#### TASK REQUIREMENTS
A. Reproduce the passage on limerence word for word from "So, that’s a" to "would work better?".
B. Continue the passage on limerence from its final sentence.

#### ARTICLE
So, that’s a lot of words spent in dissecting the situation, but what can be done? The ideal outcome for Lotus would be for her to continue to benefit from the mentorship of her boss, but stop the limerence reaction that it causes from escalating. No contact is not really an option (except for the extreme scenario of quitting), so what would work better?
It will be no surprise to regular readers that purposeful living is my answer. Lotus needs to find a way to expand the scope of her working life beyond the local goal of pleasing her boss, and into a larger goal of developing an independent career. You don’t want to stay tethered to this man forever; at some point you need to grow beyond him. I don’t mean surpassing his achievements, necessarily, I mean becoming self-sufficient and directing your own career and no longer needing his patronage.
Genuine mentors will be delighted by this, hungry narcissists will not. So, this could also be a way of finding out which class your LO falls into.
In the meantime, there is the problem of escaping the limerent reinforcement during times of praise and recognition. As the situation does not seem critical at the moment (no professional lines have been crossed, and no damage beyond the internal distress for Lotus), a slow cooling off seems a good plan. Reframing what’s happening now you are aware of your limerent triggers would go a long way.
When you feel a rush of pride, enjoy it, but remind yourself this is your limerent response to your buttons being pushed. It isn’t a sign of romantic interest from your boss. He is not the source of those good feelings, you conjured them within yourself. You are responding to his cues, he is not gifting you magical emotional delights. And, most importantly, remind yourself that you do not know his motives. He may well be highly impressed by your abilities, but his decision to promote them so publicly is part of his own agenda.

#### DATA EXCERPT
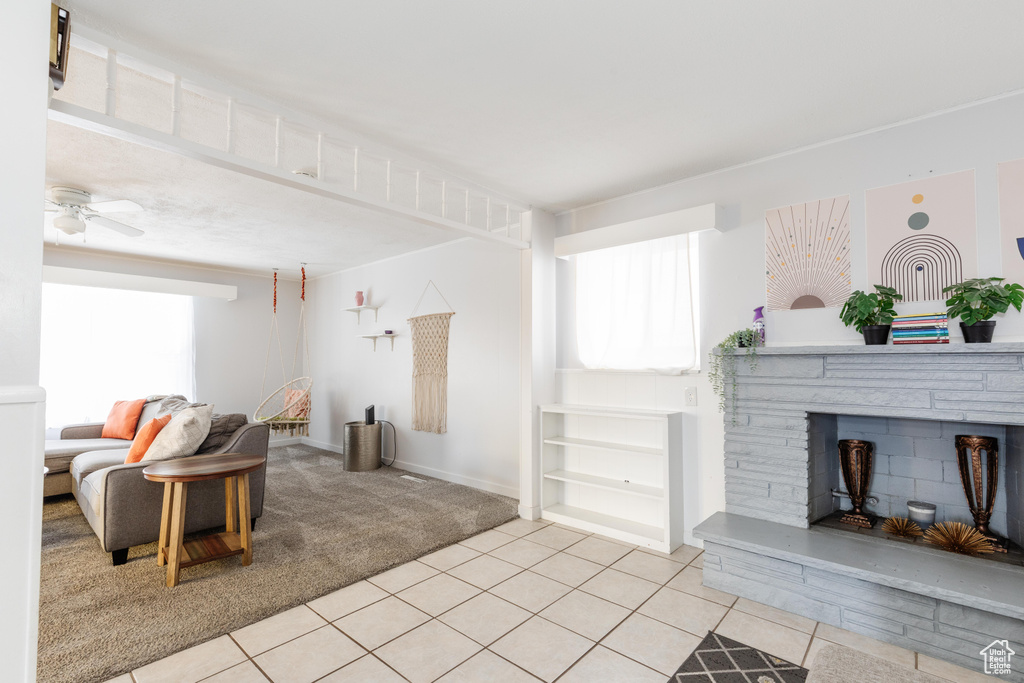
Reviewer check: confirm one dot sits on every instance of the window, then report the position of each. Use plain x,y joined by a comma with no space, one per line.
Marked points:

#### PER-TASK ANSWERS
A.
So, that’s a lot of words spent in dissecting the situation, but what can be done? The ideal outcome for Lotus would be for her to continue to benefit from the mentorship of her boss, but stop the limerence reaction that it causes from escalating. No contact is not really an option (except for the extreme scenario of quitting), so what would work better?

B.
That little tweak in mindset can make a big difference. You do not know his motives. They may not be noble. You may just be a vehicle for his ego-boosting performance as White Knight. He might be attracted to you too, and so favouring you for sleazy reasons. You don’t know, and it doesn’t actually matter.
You do know that you don’t want a relationship with this man. You know that you need to grow beyond him. Securing his praise isn’t the goal – doing praiseworthy work is.
Reframe this time as a period where you helped each other professionally, you benefited from his mentorship regardless of his motives, and you learned something important about your own emotional triggers.
Then look beyond it to a purposeful future where you are in charge of your own professional fate.
Allie 1 says
I (obviously) relate to much of this being in the throes of a long LE for my boss LO.
And totally agree that this is such a potent relationship for LEs forming on either side. My personal avatar definitely includes “the Mentor” and this is a big factor in my LE even although I have no FOO or attachment issues. I just like feeling looked after and cared for by someone I trust and find interesting & attractive. Isn’t that something most of us ultimately want from a potential SO?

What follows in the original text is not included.